EXERCISE TEXT

+===+

Decarbonising New York City brick by brick
New York City has gone big with its carbon reduction ambitions. A raft of legislation, collectively known as the Climate Mobilization Act (CMA), looks to achieve a six-million-tonne reduction in Greenhouse gas emissions by 2030. At its heart is Local Law 97 (LL97) which governs and regulates carbon reduction efforts for tens of thousands of buildings and sets out ever more exacting criteria for compliance with the holy grail of net zero until 2050.
For the architecture, engineering and construction industry, placing ESG (Environmental, Social and Governance) considerations front and centre is a novel concept.
However, with LL97 drawing into its orbit some 50,000 buildings and accounting for 60 percent of New York City’s total building area, it is acting to focus minds, since failure to meet the thresholds of financial compliance by the requisite deadlines will result in stiff financial penalties determined by the extent of any shortfall. To put a figure on it, it’s USD$268 for each metric tonne over the building's established limit, levied annually.
Avoid complacency and offset carbon
The first of these deadlines is May 2025 and although most will meet that initial benchmark, after an introductory five-year warm up period designed to allow asset owners to get their premises in order, come 2030, the emissions cap bar will be set much higher. At present, it is estimated 75 percent of buildings would not reach it without corrective action.

+===+

INFORMATION SUPPLIED

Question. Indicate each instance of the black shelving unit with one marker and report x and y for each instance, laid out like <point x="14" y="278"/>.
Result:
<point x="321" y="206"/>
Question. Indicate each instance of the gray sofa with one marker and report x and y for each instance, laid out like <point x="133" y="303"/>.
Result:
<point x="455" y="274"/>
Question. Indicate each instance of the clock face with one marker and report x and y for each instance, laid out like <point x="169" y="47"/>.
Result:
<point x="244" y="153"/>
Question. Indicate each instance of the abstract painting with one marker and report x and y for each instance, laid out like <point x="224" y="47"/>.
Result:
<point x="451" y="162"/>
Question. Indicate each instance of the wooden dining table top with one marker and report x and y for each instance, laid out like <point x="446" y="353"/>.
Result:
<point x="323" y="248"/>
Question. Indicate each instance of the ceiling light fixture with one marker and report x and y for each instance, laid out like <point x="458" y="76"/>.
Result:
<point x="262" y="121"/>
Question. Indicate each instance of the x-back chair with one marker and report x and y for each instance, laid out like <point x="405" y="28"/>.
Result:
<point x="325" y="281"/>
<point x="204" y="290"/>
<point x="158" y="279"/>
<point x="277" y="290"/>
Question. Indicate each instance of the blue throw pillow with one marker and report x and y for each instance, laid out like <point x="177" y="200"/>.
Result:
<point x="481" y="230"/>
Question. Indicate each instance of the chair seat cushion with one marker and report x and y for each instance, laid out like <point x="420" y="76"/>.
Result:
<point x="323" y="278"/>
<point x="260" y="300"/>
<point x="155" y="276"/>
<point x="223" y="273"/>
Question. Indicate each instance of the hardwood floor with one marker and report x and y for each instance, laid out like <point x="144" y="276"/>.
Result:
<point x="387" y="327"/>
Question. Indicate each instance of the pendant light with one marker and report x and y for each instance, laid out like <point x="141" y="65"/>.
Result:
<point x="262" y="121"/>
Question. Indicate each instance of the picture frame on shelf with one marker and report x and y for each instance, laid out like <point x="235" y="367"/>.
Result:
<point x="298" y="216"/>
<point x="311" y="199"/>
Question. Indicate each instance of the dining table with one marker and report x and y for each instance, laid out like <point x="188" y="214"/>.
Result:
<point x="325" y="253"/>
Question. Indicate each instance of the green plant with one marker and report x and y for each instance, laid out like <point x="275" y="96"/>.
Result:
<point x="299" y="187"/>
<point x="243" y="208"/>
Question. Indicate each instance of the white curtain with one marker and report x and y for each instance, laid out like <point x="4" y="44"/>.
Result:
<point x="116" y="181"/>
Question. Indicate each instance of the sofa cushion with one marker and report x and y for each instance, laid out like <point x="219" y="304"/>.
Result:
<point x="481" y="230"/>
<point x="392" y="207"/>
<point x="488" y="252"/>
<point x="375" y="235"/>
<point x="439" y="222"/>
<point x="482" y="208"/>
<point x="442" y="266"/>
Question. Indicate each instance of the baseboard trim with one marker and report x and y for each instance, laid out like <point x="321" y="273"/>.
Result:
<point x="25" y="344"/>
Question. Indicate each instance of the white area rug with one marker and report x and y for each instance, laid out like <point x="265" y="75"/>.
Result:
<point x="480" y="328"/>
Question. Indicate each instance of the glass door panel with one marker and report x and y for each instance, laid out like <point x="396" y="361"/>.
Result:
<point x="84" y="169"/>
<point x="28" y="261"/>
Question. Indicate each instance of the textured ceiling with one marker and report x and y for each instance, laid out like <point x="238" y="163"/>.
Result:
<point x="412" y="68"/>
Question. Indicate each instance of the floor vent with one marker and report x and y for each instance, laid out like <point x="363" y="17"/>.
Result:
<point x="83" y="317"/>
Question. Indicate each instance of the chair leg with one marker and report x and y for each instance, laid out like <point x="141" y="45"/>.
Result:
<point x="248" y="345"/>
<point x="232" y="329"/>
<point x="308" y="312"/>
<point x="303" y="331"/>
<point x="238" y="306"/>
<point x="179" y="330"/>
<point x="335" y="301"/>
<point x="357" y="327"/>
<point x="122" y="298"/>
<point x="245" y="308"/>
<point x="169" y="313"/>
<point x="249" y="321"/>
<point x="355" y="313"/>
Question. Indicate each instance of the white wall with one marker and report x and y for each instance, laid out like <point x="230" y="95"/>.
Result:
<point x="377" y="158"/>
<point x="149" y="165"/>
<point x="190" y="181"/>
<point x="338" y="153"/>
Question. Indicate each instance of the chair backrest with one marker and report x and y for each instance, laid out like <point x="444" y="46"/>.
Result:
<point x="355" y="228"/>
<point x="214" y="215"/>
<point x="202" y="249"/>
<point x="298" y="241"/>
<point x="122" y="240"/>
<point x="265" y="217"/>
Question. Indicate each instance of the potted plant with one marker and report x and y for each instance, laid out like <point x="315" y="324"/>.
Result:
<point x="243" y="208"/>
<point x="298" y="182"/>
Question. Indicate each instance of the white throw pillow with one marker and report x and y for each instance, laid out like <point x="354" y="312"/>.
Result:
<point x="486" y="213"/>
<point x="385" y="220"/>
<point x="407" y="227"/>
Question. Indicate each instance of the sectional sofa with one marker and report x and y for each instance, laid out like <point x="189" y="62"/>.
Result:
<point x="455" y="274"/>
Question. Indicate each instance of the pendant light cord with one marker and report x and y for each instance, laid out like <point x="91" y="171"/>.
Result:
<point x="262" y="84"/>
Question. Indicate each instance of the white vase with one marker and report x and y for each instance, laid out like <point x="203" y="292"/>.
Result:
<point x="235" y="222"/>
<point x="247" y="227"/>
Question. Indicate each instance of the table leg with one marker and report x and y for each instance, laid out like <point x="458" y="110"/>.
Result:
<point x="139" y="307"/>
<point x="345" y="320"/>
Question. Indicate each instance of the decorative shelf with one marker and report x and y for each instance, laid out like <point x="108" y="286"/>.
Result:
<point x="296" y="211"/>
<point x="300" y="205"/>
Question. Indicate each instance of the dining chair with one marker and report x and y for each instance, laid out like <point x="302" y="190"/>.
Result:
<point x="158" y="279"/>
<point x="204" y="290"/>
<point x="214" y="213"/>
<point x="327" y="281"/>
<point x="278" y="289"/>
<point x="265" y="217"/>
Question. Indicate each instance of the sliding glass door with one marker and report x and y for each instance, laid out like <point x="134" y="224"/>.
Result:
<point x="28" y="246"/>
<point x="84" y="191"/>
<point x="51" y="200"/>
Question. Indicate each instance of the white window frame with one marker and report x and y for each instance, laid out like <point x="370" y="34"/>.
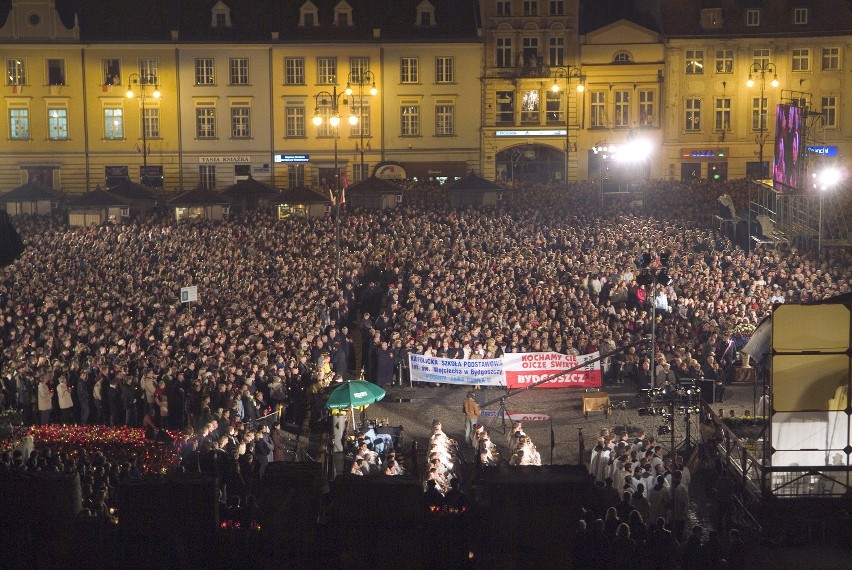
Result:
<point x="692" y="115"/>
<point x="800" y="59"/>
<point x="409" y="70"/>
<point x="205" y="71"/>
<point x="327" y="71"/>
<point x="444" y="69"/>
<point x="238" y="71"/>
<point x="445" y="119"/>
<point x="240" y="121"/>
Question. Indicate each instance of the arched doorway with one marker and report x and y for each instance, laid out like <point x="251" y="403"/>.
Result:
<point x="531" y="163"/>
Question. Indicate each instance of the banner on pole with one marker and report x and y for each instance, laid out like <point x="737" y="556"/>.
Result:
<point x="515" y="370"/>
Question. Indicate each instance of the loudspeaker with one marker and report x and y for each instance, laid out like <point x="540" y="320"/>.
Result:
<point x="11" y="244"/>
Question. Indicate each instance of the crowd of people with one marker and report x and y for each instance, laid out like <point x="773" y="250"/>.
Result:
<point x="93" y="330"/>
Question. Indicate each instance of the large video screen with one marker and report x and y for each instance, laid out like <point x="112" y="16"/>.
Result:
<point x="788" y="140"/>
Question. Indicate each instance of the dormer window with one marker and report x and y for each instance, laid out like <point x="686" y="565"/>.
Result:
<point x="711" y="18"/>
<point x="220" y="15"/>
<point x="752" y="18"/>
<point x="622" y="57"/>
<point x="308" y="15"/>
<point x="343" y="14"/>
<point x="425" y="14"/>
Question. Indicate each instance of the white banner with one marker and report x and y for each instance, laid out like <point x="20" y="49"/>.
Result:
<point x="478" y="372"/>
<point x="514" y="370"/>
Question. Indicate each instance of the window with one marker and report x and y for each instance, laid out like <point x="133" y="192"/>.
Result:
<point x="530" y="106"/>
<point x="723" y="114"/>
<point x="295" y="121"/>
<point x="327" y="70"/>
<point x="362" y="127"/>
<point x="444" y="120"/>
<point x="294" y="71"/>
<point x="505" y="107"/>
<point x="359" y="66"/>
<point x="694" y="62"/>
<point x="504" y="52"/>
<point x="556" y="51"/>
<point x="622" y="108"/>
<point x="151" y="122"/>
<point x="204" y="71"/>
<point x="760" y="58"/>
<point x="597" y="106"/>
<point x="360" y="171"/>
<point x="530" y="51"/>
<point x="56" y="72"/>
<point x="111" y="69"/>
<point x="408" y="70"/>
<point x="19" y="124"/>
<point x="752" y="18"/>
<point x="240" y="122"/>
<point x="830" y="59"/>
<point x="114" y="123"/>
<point x="647" y="111"/>
<point x="801" y="59"/>
<point x="149" y="72"/>
<point x="205" y="122"/>
<point x="829" y="112"/>
<point x="238" y="71"/>
<point x="207" y="176"/>
<point x="57" y="124"/>
<point x="16" y="72"/>
<point x="724" y="61"/>
<point x="295" y="175"/>
<point x="444" y="70"/>
<point x="553" y="108"/>
<point x="758" y="114"/>
<point x="410" y="120"/>
<point x="693" y="114"/>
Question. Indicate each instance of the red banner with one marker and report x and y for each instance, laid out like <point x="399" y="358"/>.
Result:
<point x="525" y="369"/>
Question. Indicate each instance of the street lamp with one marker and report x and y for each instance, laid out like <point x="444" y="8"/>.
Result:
<point x="140" y="82"/>
<point x="331" y="101"/>
<point x="567" y="74"/>
<point x="825" y="180"/>
<point x="361" y="80"/>
<point x="761" y="68"/>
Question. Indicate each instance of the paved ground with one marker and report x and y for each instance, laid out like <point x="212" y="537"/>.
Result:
<point x="415" y="408"/>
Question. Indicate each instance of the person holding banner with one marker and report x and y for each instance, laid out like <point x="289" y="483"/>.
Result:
<point x="471" y="414"/>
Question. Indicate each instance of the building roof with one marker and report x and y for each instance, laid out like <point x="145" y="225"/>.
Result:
<point x="29" y="192"/>
<point x="682" y="18"/>
<point x="199" y="196"/>
<point x="256" y="20"/>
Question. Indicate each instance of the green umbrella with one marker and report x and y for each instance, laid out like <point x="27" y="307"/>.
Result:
<point x="354" y="394"/>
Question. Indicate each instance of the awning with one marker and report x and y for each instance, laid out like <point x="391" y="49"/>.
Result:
<point x="432" y="169"/>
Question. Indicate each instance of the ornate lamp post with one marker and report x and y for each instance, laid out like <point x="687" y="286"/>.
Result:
<point x="361" y="80"/>
<point x="761" y="69"/>
<point x="567" y="73"/>
<point x="136" y="81"/>
<point x="331" y="101"/>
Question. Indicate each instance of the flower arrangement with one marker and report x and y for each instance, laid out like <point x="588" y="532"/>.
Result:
<point x="118" y="444"/>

+===+

PROBLEMS TO WORK ON
[A] Set down the stretch of the passage on decarbonizing New York City from "Decarbonising New York" through "zero until 2050.", copying each word as it appears.
[B] In the passage on decarbonizing New York City, what penalty applies for each metric tonne by which a building exceeds its established limit?

COMPLETED EXERCISE
[A]
Decarbonising New York City brick by brick
New York City has gone big with its carbon reduction ambitions. A raft of legislation, collectively known as the Climate Mobilization Act (CMA), looks to achieve a six-million-tonne reduction in Greenhouse gas emissions by 2030. At its heart is Local Law 97 (LL97) which governs and regulates carbon reduction efforts for tens of thousands of buildings and sets out ever more exacting criteria for compliance with the holy grail of net zero until 2050.

[B] USD$268 for each metric tonne over the limit, levied annually.